The problem: Could you gather every line of the records that contains the word "tree", counting only matches with the same uppercase and lowercase letters?

Dataset records on where objects are located:
==*==

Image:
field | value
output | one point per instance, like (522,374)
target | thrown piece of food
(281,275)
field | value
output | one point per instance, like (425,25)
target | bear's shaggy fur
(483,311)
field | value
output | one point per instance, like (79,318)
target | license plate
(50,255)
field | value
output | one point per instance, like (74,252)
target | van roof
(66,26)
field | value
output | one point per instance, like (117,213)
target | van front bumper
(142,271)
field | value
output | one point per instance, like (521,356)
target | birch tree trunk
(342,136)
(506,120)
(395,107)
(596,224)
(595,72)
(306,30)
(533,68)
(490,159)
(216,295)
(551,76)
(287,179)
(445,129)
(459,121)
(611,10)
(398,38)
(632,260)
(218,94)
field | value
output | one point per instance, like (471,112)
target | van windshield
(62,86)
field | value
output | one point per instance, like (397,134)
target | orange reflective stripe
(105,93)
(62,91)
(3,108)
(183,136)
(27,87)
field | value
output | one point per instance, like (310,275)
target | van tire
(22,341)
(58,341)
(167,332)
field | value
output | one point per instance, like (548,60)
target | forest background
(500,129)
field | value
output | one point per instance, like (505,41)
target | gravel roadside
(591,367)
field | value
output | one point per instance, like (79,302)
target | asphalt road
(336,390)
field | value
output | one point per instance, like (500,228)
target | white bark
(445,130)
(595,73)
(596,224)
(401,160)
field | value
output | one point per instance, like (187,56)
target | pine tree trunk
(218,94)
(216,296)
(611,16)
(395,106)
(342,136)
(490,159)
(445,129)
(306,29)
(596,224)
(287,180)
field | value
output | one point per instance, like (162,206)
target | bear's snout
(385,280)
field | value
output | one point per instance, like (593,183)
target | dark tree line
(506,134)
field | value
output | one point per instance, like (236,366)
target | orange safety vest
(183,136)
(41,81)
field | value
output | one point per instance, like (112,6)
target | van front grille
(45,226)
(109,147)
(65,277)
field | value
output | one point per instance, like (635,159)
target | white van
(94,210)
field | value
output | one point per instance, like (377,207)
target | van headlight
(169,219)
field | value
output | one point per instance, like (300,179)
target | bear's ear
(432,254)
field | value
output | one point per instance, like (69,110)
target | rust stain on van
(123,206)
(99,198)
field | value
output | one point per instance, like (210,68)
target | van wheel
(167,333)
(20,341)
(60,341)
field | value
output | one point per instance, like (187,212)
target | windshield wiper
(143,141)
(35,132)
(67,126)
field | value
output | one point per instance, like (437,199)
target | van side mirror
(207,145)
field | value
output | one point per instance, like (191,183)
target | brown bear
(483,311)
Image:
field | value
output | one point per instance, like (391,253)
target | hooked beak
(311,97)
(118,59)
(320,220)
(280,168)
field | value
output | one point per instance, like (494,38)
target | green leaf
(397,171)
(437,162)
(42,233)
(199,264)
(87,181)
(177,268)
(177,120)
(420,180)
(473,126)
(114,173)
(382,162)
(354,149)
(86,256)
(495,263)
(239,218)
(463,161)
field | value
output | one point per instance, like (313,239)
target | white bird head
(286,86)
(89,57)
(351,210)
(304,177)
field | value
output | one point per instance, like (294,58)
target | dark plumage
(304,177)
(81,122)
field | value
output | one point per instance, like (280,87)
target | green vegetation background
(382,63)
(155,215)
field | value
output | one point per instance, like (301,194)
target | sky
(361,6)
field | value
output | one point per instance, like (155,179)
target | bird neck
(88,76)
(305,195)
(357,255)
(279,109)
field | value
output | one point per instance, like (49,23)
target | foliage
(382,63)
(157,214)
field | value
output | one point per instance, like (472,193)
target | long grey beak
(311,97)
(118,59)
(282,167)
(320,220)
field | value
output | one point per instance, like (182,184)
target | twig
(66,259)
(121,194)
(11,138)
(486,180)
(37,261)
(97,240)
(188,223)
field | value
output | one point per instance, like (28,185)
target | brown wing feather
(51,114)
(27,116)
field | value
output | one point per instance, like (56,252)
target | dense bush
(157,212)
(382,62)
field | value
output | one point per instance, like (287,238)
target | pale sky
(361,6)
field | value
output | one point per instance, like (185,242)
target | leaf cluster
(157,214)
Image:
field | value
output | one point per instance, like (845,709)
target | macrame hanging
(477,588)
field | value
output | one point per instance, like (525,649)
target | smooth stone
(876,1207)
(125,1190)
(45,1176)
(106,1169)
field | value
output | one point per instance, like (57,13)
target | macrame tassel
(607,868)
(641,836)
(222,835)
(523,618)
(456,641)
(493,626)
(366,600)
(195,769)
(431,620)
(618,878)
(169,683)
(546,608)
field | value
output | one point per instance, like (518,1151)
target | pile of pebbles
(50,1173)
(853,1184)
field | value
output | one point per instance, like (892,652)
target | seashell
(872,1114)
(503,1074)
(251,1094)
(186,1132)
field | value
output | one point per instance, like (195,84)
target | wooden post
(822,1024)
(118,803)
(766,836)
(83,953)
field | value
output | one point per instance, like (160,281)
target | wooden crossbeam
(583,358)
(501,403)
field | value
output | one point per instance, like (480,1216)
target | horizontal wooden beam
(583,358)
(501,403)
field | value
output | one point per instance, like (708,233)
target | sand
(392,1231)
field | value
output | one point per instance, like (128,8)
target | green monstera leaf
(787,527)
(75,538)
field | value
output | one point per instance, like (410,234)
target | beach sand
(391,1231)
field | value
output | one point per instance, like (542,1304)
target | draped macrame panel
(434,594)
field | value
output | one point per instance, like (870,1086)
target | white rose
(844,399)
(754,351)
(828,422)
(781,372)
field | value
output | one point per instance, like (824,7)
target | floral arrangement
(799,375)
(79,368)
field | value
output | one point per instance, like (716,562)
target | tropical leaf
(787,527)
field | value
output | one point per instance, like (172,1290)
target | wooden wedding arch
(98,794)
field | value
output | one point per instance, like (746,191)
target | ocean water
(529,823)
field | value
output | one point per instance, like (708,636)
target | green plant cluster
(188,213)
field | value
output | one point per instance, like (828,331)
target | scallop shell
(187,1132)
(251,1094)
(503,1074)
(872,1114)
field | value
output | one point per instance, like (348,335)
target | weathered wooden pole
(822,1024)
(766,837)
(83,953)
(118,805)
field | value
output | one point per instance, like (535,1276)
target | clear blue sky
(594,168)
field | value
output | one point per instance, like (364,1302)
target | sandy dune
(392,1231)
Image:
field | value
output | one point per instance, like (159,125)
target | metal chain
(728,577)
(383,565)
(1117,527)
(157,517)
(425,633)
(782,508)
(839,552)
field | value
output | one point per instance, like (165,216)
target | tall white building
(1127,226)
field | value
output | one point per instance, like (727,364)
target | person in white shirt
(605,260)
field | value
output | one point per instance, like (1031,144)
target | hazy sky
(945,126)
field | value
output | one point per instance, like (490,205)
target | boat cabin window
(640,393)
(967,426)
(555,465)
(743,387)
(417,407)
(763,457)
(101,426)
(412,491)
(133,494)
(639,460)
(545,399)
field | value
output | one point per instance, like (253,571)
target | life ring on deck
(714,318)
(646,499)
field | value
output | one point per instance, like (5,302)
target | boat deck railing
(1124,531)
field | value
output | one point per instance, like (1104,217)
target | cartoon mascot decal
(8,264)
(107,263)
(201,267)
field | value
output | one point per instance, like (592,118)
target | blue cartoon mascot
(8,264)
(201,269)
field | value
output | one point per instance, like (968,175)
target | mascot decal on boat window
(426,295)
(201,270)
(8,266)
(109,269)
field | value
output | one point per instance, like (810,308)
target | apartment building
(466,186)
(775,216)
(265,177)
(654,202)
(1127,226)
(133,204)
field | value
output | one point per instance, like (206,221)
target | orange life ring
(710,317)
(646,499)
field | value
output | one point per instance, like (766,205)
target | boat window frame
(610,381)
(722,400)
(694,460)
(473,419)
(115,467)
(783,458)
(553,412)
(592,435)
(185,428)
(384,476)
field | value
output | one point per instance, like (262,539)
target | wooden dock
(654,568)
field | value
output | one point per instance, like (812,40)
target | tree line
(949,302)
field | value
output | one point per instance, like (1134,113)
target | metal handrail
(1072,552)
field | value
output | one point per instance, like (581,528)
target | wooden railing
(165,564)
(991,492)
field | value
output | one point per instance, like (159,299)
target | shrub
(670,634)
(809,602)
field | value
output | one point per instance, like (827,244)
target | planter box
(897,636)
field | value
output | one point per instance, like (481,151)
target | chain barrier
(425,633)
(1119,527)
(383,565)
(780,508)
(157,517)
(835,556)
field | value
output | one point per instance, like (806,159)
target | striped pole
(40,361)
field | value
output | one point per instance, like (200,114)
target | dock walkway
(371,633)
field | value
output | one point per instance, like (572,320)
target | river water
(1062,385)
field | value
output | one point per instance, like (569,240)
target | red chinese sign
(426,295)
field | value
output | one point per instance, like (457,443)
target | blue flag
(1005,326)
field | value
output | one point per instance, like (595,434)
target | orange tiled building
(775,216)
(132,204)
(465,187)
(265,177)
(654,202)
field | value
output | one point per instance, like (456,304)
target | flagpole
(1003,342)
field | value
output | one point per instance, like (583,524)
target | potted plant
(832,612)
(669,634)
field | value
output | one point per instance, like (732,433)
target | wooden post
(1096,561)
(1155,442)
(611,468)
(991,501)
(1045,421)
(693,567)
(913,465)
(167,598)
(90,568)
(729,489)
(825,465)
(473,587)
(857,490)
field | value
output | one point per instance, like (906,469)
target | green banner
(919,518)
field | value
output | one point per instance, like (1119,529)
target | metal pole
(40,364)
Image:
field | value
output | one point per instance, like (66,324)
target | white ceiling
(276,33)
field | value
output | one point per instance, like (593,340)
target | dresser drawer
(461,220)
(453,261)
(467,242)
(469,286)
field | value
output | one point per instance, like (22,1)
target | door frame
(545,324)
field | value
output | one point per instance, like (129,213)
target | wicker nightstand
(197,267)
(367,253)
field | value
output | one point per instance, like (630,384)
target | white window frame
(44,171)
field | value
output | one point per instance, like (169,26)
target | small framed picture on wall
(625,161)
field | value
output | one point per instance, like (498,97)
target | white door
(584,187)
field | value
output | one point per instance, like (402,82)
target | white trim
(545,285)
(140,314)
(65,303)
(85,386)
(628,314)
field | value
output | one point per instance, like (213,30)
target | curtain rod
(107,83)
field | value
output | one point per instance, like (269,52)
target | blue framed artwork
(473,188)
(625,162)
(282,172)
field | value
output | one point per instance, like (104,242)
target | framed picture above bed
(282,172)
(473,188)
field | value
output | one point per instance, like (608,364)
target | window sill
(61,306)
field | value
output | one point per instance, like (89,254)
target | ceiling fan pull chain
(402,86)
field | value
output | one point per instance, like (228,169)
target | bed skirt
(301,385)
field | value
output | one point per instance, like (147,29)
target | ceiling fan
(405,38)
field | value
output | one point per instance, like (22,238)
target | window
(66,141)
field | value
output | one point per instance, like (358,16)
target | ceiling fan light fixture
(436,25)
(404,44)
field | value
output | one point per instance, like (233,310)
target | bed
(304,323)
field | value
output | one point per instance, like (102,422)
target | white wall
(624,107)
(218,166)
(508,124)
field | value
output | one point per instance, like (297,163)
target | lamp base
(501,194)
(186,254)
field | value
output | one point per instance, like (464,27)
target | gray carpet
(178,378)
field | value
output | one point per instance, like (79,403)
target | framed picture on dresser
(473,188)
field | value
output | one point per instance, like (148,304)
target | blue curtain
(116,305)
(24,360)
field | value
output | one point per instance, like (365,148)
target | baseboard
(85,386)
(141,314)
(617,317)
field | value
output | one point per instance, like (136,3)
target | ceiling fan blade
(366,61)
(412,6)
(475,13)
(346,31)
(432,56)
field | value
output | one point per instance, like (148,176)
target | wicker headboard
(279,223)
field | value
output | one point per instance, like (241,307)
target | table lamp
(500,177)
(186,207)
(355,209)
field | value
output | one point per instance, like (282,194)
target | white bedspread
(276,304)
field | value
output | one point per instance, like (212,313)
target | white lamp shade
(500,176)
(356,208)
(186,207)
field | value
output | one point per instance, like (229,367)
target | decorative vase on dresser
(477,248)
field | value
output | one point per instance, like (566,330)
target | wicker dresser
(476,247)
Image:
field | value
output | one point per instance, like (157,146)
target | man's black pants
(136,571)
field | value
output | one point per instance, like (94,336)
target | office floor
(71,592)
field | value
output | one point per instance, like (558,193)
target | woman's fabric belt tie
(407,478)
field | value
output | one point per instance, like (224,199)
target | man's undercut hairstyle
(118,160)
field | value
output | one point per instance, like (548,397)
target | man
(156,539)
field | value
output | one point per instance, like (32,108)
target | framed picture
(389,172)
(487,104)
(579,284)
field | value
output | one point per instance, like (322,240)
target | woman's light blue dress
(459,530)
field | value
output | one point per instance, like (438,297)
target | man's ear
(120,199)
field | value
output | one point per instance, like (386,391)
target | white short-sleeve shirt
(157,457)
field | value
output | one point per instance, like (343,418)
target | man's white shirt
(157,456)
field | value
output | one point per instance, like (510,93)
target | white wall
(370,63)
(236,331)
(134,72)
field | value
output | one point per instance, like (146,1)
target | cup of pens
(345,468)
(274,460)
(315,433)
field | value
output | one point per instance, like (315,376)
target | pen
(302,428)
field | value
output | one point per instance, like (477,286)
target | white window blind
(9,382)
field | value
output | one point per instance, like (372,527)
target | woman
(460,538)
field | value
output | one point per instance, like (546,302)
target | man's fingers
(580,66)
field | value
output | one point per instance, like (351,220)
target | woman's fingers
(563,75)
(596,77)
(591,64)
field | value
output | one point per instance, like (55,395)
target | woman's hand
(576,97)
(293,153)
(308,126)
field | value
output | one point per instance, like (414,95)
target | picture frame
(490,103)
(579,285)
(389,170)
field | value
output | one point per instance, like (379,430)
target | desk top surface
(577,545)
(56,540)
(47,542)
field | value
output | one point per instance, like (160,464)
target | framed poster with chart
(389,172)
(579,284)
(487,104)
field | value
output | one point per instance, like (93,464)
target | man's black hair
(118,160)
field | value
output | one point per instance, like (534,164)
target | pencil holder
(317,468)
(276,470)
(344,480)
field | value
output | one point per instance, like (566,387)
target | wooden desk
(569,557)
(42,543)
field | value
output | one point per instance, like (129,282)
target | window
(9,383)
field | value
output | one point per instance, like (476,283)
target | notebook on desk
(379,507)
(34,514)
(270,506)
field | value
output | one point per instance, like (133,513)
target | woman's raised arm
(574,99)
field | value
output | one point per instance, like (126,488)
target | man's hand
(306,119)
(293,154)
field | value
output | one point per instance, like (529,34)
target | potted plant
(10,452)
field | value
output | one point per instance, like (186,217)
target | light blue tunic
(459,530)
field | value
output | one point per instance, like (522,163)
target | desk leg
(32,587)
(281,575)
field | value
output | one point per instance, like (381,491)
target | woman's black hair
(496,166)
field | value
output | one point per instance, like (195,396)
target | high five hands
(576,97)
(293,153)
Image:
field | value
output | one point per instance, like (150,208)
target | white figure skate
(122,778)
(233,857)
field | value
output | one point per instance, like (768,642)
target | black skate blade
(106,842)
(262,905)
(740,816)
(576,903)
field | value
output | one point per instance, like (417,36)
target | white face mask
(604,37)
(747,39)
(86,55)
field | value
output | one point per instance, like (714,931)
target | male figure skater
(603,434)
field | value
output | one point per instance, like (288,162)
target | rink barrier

==*==

Correct answer:
target | birch tree trunk
target | pine tree trunk
target | dark tree line
target | tree line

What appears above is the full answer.